[Exercise requirements]: Reproduce every line of the listing below verbatim, leaving out the pictures.

[Data drawn from a collection]:
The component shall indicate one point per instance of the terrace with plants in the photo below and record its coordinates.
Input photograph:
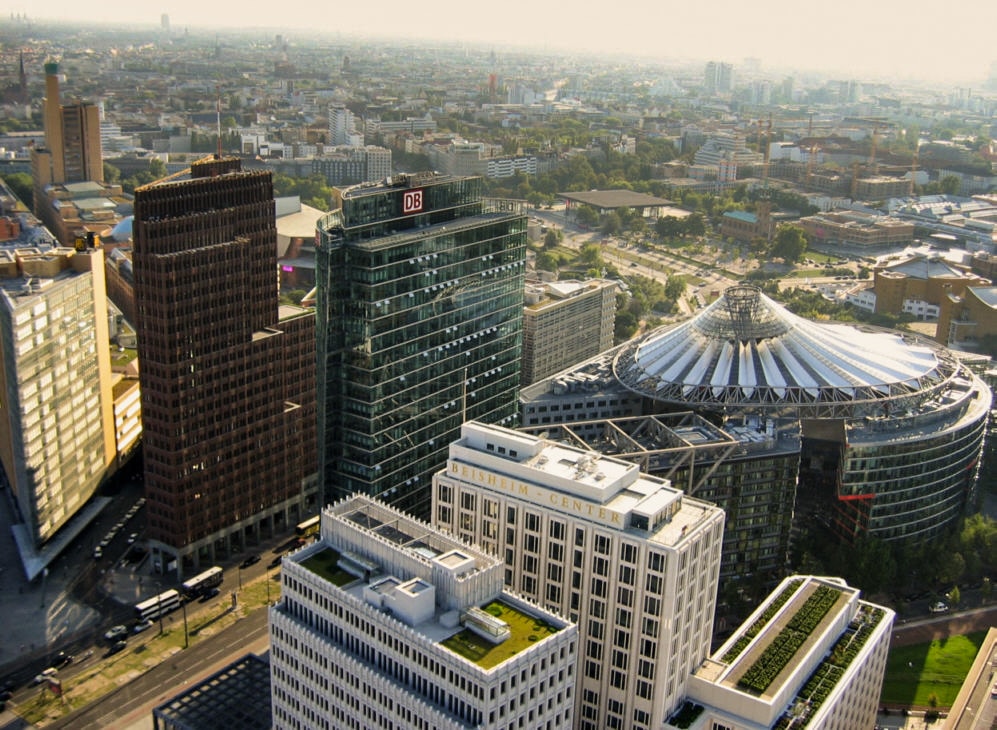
(821, 683)
(791, 635)
(525, 630)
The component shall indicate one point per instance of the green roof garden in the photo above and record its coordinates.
(325, 564)
(525, 630)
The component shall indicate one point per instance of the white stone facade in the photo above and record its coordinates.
(832, 681)
(631, 560)
(341, 657)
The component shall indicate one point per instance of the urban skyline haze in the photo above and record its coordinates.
(872, 42)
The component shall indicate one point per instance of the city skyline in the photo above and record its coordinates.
(870, 42)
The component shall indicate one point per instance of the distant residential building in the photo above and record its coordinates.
(879, 187)
(745, 226)
(812, 655)
(900, 286)
(387, 622)
(352, 165)
(72, 211)
(72, 151)
(718, 78)
(342, 127)
(852, 228)
(965, 319)
(57, 430)
(564, 323)
(729, 147)
(631, 560)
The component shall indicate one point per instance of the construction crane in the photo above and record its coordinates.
(873, 169)
(768, 143)
(913, 171)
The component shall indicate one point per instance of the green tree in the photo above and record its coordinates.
(790, 243)
(586, 215)
(668, 227)
(611, 223)
(694, 225)
(950, 185)
(21, 184)
(112, 175)
(950, 566)
(625, 325)
(675, 287)
(590, 255)
(547, 261)
(157, 168)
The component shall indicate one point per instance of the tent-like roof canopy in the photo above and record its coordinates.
(745, 350)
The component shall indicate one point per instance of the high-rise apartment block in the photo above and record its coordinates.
(565, 323)
(71, 153)
(388, 623)
(420, 311)
(342, 127)
(633, 561)
(227, 373)
(812, 655)
(72, 139)
(57, 433)
(718, 78)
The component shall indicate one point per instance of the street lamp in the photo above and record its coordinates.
(186, 641)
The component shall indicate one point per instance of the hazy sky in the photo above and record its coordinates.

[Answer to this task]:
The component shall indicate one point per instance of the terrace with plants in the photo below and record its coordinates.
Input photograph:
(821, 683)
(791, 635)
(525, 630)
The component shall indicate one point per instance of the green roof garden in the photo above and record its coordinates.
(325, 564)
(525, 630)
The component shall indicate one point per instance of the white stone facade in the photo above and record its coordinates.
(832, 681)
(631, 560)
(341, 657)
The component shall indicate one point per instance of the urban skyline haze in the photo above and record its coordinates.
(872, 42)
The component shall indicate one point per instance of the city skyline in the photo above and record its coordinates.
(870, 42)
The component shall indicate one point per instance of the distant residential building in the photo above and record its coordinates.
(879, 187)
(745, 226)
(812, 655)
(900, 286)
(387, 622)
(352, 165)
(72, 211)
(72, 151)
(718, 78)
(342, 127)
(852, 228)
(965, 319)
(57, 430)
(564, 323)
(729, 147)
(631, 560)
The component shall indicate one point per instance of the construction crane in the photo above and record its coordinates.
(873, 169)
(768, 143)
(913, 171)
The component shall indicate one point per instance of the green tree in the photo above and record its coordinates.
(790, 243)
(586, 215)
(668, 227)
(611, 223)
(694, 225)
(950, 185)
(21, 184)
(112, 175)
(950, 566)
(625, 325)
(675, 287)
(590, 255)
(547, 261)
(157, 168)
The component shall indicate one point per instance of the tent-like roof canopy in the photo above and record its coordinates.
(745, 350)
The component shall indicate one point per instance of the high-rise apartment block in the photo above and record its coordinates.
(565, 323)
(71, 153)
(388, 623)
(420, 311)
(342, 127)
(633, 561)
(227, 373)
(812, 655)
(72, 139)
(57, 433)
(718, 78)
The component shall indicate one point per instance of the street lamp in the photo above and record its coordinates.
(186, 641)
The component shall indicate one point per instance of the hazy sky in the photo above and record its coordinates.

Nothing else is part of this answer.